* Request *
The lines to be copied run from the one containing "# point at: the man (one" to the end of the material below; reproduce them exactly, including both ends, and nothing more.

begin Records

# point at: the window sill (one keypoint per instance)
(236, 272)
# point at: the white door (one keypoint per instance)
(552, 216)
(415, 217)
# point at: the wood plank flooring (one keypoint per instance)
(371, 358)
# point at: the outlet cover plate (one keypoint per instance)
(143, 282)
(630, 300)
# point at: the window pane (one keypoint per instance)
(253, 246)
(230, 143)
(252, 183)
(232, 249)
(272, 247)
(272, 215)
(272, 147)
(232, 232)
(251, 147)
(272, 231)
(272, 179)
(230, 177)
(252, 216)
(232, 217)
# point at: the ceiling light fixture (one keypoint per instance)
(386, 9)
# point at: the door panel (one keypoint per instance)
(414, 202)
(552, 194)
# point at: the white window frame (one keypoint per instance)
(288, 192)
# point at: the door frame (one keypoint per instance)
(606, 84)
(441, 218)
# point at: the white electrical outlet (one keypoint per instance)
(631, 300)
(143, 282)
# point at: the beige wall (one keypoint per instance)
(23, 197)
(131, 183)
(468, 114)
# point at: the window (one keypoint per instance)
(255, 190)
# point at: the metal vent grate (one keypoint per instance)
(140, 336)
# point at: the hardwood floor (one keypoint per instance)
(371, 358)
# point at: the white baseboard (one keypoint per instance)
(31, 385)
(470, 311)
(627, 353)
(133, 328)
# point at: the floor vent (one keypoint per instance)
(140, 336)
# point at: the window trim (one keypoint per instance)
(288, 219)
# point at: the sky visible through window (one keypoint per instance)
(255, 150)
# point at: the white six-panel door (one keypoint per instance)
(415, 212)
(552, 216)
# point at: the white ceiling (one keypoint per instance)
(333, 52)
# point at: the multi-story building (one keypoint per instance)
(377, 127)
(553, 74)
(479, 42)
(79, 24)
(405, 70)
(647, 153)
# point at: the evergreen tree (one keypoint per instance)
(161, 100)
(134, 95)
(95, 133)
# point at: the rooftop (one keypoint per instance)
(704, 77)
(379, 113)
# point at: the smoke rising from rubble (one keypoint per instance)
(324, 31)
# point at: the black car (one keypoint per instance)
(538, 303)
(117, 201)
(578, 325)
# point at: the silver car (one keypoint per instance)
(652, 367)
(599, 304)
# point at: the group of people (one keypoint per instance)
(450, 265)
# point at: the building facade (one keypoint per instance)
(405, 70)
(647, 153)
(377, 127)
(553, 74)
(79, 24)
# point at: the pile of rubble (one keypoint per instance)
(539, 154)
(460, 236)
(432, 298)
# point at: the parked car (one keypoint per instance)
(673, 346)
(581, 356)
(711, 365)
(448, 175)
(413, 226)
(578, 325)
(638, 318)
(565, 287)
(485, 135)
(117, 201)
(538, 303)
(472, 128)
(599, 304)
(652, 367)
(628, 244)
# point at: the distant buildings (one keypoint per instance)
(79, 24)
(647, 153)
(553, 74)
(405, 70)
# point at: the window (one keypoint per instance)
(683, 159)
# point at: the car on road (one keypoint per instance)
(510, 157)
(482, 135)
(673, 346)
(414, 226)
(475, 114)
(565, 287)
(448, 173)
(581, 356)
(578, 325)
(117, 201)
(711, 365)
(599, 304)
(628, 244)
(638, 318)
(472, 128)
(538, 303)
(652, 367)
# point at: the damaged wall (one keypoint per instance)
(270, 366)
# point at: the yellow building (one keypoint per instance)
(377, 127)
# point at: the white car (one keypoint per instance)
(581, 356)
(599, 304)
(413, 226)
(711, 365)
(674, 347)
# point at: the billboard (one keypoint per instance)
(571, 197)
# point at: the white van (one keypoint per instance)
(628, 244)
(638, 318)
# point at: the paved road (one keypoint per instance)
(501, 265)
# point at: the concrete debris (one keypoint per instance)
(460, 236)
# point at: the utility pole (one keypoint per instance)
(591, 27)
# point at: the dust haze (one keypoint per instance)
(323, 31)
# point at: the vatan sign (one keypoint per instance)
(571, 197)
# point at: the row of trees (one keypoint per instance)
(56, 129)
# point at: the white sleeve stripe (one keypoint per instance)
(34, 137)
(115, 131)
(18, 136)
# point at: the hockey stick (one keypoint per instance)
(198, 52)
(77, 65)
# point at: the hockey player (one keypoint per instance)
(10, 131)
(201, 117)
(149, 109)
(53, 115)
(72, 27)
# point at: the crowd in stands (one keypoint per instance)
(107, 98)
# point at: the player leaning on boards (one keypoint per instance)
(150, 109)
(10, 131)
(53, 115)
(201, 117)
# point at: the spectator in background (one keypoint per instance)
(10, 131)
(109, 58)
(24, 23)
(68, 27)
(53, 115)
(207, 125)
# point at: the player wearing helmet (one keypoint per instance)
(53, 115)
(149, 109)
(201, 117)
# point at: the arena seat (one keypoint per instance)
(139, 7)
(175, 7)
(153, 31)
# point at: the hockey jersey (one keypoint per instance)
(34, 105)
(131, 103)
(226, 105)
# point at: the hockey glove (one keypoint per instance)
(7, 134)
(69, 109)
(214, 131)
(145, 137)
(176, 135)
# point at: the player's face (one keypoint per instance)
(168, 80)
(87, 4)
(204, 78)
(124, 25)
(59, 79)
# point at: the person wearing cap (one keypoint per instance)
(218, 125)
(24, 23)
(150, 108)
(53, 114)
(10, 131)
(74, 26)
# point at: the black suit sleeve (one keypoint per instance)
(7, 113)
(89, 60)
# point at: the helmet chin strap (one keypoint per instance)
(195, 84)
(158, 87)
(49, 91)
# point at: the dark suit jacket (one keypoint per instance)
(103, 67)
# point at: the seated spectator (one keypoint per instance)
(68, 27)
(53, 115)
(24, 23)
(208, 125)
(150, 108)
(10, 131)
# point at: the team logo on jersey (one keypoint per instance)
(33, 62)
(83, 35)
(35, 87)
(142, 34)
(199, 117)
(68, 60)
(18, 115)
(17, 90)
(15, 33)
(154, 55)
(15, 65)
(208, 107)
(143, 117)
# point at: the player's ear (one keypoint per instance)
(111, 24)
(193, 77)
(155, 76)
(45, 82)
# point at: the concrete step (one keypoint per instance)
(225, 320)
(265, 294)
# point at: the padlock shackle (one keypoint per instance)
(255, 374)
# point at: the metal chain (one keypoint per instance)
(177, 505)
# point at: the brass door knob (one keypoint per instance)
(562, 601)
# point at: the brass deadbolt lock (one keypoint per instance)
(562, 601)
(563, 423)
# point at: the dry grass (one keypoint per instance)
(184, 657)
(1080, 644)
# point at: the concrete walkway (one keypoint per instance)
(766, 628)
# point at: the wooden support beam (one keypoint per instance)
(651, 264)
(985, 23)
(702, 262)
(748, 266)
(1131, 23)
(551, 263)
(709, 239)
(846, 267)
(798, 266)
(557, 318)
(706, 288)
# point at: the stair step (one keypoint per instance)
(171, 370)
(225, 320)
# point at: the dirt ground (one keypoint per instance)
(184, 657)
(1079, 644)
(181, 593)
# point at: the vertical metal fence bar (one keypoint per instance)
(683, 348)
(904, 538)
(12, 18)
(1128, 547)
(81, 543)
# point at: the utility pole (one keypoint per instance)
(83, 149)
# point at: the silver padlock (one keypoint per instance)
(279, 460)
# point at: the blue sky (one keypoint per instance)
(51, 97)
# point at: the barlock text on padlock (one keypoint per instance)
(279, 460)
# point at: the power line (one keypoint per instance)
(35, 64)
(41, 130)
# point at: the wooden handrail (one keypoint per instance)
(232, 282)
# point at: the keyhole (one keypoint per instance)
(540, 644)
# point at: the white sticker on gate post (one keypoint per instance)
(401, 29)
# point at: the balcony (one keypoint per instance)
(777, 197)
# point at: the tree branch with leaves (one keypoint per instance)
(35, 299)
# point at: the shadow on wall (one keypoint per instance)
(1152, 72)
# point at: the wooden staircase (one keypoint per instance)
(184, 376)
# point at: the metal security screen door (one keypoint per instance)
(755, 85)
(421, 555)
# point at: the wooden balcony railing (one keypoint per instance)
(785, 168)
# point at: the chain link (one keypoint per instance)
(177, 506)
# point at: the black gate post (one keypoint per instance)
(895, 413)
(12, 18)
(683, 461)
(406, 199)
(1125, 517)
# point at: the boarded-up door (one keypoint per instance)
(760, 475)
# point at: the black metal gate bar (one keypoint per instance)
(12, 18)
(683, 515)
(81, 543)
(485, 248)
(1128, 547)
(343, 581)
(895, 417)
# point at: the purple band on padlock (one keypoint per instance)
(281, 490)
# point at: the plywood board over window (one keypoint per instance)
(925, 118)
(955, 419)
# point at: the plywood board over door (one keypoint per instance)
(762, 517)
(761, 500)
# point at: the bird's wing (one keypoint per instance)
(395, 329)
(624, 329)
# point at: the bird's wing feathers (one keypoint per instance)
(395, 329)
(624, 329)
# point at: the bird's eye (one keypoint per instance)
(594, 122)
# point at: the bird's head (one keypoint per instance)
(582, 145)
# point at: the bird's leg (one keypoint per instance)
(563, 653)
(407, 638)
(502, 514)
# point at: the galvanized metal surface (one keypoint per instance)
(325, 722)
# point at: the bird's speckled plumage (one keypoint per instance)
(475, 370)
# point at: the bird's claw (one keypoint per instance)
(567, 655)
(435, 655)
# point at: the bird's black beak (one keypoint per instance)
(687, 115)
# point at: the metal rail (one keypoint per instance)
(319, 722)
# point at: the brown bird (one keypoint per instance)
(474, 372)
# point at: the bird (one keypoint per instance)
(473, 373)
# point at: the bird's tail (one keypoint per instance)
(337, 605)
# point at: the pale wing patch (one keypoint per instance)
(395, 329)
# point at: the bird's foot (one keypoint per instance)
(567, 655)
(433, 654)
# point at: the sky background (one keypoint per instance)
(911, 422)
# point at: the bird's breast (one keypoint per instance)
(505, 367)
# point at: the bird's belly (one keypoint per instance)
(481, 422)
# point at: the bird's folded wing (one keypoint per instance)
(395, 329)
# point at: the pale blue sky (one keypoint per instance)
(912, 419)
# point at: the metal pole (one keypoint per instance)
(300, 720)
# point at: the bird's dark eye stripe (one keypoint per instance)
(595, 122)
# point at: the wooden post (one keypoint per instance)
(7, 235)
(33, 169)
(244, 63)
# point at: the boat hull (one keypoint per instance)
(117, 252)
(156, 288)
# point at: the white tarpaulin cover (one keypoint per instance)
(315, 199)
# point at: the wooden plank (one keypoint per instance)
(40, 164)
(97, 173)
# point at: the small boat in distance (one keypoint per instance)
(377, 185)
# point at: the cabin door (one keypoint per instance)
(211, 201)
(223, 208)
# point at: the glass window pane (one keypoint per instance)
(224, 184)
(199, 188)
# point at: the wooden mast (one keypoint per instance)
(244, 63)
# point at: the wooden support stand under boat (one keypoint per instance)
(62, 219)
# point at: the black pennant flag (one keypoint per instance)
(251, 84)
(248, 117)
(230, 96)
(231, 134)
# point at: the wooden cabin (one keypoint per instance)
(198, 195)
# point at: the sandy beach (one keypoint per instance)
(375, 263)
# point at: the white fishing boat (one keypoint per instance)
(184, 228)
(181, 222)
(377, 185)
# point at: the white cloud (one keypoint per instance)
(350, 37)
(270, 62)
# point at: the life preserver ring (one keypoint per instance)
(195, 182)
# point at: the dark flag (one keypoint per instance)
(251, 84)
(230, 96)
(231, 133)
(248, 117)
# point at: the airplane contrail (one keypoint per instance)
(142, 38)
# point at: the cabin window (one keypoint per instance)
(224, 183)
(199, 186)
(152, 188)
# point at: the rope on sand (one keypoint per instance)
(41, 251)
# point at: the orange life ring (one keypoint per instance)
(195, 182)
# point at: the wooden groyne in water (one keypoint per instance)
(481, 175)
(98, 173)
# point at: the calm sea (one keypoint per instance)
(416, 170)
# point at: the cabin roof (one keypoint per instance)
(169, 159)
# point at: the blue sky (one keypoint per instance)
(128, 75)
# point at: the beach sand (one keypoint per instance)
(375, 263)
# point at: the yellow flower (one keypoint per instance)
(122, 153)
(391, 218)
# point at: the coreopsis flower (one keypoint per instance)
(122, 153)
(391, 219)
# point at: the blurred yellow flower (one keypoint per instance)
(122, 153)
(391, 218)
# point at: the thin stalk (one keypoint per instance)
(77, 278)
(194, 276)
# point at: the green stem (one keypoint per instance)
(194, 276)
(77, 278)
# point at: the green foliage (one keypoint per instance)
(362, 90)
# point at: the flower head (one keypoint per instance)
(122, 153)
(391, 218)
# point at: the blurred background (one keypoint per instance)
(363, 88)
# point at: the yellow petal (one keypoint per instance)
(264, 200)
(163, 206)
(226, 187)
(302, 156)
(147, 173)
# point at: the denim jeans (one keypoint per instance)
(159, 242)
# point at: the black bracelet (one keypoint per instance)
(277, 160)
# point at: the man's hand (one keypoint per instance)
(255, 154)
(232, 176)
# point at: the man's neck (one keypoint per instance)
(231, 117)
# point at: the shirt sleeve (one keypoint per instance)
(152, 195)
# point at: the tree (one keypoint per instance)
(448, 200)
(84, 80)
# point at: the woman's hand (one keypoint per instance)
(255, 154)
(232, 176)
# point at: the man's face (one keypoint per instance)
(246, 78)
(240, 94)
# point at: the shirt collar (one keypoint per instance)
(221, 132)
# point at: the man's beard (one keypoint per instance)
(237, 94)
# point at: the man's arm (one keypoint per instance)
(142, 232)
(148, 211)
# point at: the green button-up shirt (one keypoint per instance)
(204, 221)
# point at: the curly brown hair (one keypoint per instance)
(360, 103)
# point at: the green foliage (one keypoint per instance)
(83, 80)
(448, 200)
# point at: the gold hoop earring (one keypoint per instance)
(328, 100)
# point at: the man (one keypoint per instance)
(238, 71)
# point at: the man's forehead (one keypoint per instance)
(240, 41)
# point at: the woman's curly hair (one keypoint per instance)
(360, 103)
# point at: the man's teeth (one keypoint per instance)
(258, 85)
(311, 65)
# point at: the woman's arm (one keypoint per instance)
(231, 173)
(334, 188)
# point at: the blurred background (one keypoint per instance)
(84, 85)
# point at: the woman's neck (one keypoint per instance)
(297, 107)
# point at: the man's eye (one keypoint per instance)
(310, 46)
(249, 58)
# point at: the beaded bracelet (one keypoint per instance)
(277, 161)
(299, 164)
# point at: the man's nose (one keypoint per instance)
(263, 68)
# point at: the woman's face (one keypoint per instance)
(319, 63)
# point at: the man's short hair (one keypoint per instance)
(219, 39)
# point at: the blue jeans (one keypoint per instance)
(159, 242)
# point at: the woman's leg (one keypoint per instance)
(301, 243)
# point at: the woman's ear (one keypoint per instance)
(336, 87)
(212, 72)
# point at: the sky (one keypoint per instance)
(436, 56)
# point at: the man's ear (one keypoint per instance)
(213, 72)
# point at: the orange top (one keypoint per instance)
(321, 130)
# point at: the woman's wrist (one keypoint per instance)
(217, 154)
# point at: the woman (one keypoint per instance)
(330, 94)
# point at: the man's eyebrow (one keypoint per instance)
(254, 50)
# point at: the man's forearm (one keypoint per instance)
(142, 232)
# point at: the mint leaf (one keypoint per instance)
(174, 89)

end Records

* Written answer *
# point at: the man (one keypoint per instance)
(238, 71)
# point at: the man's forehead (one keypoint per instance)
(240, 41)
# point at: the woman's curly hair (one keypoint per instance)
(360, 103)
# point at: the man's teeth (one keypoint per instance)
(258, 85)
(311, 65)
# point at: the woman's arm (one keypoint per instance)
(231, 173)
(334, 188)
# point at: the blurred background (one keypoint per instance)
(84, 85)
# point at: the woman's neck (one keypoint per instance)
(297, 107)
# point at: the man's eye (one keypoint per instance)
(310, 46)
(249, 58)
# point at: the beaded bracelet (one keypoint per instance)
(277, 161)
(299, 164)
# point at: the man's nose (one keypoint per instance)
(263, 68)
# point at: the woman's face (one keypoint per instance)
(319, 63)
# point at: the man's short hair (one keypoint per instance)
(219, 39)
# point at: the blue jeans (one keypoint per instance)
(159, 242)
# point at: the woman's leg (one keypoint per instance)
(301, 243)
# point at: the woman's ear (one keypoint per instance)
(336, 87)
(212, 72)
# point at: the sky (one keypoint per instance)
(436, 56)
# point at: the man's ear (one keypoint per instance)
(213, 72)
# point at: the orange top (one keypoint per instance)
(321, 130)
# point at: the woman's wrist (one keypoint per instance)
(217, 154)
# point at: the woman (one keypoint per instance)
(330, 94)
# point at: the man's eyebrow (one keypoint per instance)
(254, 50)
# point at: the man's forearm (one keypoint per instance)
(142, 232)
# point at: the mint leaf (one keypoint per instance)
(174, 89)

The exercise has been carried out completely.